• [WHAT TO DO]: Please set down the line that contains "Pick out each instance of the alloy" and every line below it through the last, exactly as written, with no other lines.

Extracted records:
====

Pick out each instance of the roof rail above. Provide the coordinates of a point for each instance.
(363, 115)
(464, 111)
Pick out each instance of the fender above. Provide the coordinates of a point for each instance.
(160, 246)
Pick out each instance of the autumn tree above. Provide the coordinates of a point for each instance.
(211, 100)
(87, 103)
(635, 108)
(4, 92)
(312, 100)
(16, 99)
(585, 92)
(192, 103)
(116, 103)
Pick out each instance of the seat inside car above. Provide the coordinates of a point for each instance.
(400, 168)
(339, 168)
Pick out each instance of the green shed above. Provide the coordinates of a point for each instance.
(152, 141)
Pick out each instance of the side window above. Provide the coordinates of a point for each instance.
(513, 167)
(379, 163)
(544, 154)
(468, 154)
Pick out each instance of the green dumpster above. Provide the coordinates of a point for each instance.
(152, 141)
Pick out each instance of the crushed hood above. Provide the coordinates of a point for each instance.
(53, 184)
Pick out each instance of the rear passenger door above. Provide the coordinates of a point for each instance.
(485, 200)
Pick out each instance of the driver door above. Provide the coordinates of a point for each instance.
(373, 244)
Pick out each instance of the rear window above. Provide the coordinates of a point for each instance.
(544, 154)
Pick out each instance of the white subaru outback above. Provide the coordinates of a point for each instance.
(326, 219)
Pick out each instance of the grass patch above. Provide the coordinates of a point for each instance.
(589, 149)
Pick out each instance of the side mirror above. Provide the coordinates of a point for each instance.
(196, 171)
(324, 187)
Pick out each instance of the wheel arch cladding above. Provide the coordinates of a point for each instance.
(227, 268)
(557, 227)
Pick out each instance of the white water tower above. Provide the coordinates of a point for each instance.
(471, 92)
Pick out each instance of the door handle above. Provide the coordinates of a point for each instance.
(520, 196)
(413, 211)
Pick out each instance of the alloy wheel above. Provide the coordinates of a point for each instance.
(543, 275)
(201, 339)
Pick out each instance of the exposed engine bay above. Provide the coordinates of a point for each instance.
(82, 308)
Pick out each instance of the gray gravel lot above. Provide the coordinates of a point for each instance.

====

• [RESPONSE TO THIS TASK]:
Pick out each instance of the alloy wheel above. Provide the coordinates of a point for each instance.
(543, 275)
(201, 339)
Pick out each instance of the exposed engine bay above. Provide the coordinates of a point for each instance.
(82, 308)
Pick out each instance of the gray gravel lot above. Provide the coordinates of a point for each instance.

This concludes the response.